● 数据条目
===

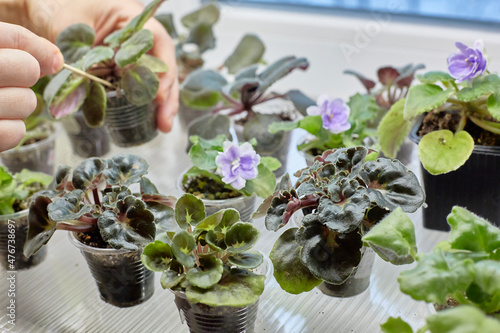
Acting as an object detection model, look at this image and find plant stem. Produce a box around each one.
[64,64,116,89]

===

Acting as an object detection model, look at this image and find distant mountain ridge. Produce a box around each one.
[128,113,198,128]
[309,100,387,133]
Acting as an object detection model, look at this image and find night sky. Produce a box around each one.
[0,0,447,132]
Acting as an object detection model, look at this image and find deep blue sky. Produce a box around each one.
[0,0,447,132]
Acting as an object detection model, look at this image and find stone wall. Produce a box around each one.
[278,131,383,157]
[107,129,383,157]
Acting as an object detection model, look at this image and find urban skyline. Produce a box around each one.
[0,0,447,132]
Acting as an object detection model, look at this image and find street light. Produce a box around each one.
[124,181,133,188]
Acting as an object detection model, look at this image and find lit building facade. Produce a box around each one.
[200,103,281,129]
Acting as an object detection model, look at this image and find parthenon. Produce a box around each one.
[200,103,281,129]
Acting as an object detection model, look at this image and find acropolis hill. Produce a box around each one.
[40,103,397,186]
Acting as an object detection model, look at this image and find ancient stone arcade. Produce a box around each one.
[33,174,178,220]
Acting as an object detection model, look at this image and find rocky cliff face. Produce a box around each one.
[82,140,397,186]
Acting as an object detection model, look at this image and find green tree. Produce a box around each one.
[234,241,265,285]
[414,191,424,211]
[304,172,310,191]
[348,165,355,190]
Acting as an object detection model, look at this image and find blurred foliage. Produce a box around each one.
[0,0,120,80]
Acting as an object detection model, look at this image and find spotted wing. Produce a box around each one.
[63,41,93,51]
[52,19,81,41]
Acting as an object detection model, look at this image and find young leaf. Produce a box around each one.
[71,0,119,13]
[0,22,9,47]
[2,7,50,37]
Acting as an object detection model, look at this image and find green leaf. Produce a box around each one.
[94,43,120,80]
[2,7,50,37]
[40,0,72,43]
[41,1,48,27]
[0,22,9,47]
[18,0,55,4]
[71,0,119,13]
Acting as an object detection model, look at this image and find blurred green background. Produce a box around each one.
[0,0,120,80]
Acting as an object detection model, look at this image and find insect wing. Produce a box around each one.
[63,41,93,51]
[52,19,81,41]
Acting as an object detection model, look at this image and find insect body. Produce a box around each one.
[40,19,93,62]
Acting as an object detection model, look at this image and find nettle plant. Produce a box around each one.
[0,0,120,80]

===

● 练习
把上面包含字符串“leaf”的行全部找出来，逐行照抄返回。匹配时区分大小写。

● 最终结果
Acting as an object detection model, look at this image and find young leaf. Produce a box around each one.
Acting as an object detection model, look at this image and find green leaf. Produce a box around each one.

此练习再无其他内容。